ESTRATTO DEL BRANO:
▼
Per i vostri incubi felini.

Un caso analogo — almeno lo è in qualità di colori — è avvenuto a Burroughs, seppure in maniera indiretta. Dopo la sua morte nell’agosto del 1997, a Roger Holden — suo amico — vennero affidate le cure di Butch, quello che Burroughs non perse tempo a definire Il gatto bianco. Lo scrittore era un grandissimo amante dei gatti, tanto da scriverci il suo Il gatto in noi (Adelphi, traduzione di Giuseppe Bernardi). In Butch, stando ai suoi strambi punti di vista, vedeva la perfetta aura del famosissimo gatto sacro di M. Oldfied Honey. Pur uscendo dall’esperienza con Porch Burroughs — gatto morto nel 1995 — Butch, o Marigay (suo vero nome), venne considerato quasi come un eletto per via del suo temperamento più unico che raro.

Cover, via Adelphi.

Giunti nel 1999, in seguito ad un attacco ricevuto da un pastore tedesco, il veterinario disse a Roger Holden che il suo Butch era affetto da una leucemia felina. Il bollettino era chiaro: aveva due o tre mesi di vita, ma colui che era stato designato come il suo nuovo padrone non diede nulla per scontato. Data la considerazione che Burroughs aveva di quel gatto speciale — almeno stando ai suoi occhi –, Holden scelse di sottoporre Butch ad una cura sperimentale, seguendo una terapia a base di tè essiac e farmaci provenienti da un ramo della medicina non convenzionata — omeopatia a tutti gli effetti. Poco alla volta il gatto si riprese nel migliore dei modi, tanto da vivere ancora per altri sei anni da quel bollettino medico che lo dava per spacciato.

Un colpo di scena in puro stile William S. Burroughs. Lui che non smetteva di attingere narrazioni da quel calderone che era il misticismo, lui che aveva contribuito a dar vita a quel movimento di scrittori fuori dal normale, lui che era una bandiera di quella generazione beat tanto acclamata — sopratutto dai posteri. Basta un gatto per mettere al centro dell’attenzione la miriade di deduzioni che uno scrittore del suo calibro aveva raccolto durante tutti quegli anni in quella che molti non perdono tempo a definire una vita fuori dal normale.
▲
PROBLEMA DA RISOLVERE: Prosegui il brano su William S. Burroughs e il gatto Butch, riprendendo subito dopo l'ultima frase. Il materiale riportato qui sotto non è necessario.

DATI FORNITI:
▼
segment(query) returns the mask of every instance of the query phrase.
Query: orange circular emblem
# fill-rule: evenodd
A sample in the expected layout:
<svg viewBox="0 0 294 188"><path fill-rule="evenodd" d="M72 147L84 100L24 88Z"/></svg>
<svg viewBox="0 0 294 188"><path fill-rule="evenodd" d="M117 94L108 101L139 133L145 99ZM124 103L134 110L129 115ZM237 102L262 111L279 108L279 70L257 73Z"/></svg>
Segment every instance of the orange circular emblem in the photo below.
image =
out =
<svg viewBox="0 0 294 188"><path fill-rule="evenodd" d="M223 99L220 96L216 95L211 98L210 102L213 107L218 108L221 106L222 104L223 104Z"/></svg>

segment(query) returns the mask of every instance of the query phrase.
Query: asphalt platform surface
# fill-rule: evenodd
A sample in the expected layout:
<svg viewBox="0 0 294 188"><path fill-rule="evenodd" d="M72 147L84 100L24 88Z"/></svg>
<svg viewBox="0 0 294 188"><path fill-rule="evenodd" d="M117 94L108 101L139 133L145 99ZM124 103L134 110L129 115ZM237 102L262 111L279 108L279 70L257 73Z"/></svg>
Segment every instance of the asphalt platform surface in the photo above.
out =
▲
SPAZIO RISPOSTA:
Butch, via Vice.

Dopo tutto questo gran parlare di misticismo e gatti speciali — perché, in fondo, lo è anche quello di Poe — , cosa avrebbe detto Burroughs se fosse stato testimone di tutti questi felini che bombardano le timeline dei social network? Io stesso, pubblicando la foto di William e Ginger, ho ricevuto una serie di like che non mi aspettavo, soprattutto da gente che forse neanche sapeva chi era quell’uomo che aveva tra le sue braccia quel bel gattone dal pelo rossiccio — un amico mi ha chiesto persino se quell’uomo fosse un mio lontano parente. Allora quello dei gatti è un fascino che non ha tempo, che non ha età. Davanti a loro si sbava facilmente, proprio come farebbe un pastore tedesco depresso che non vede l’ora di giocare con qualcuno che non sia la sua adorata pallina fischiettante di gomma rossa.

William e uno dei suoi tanti amici a quattro zampe, via Pinterest.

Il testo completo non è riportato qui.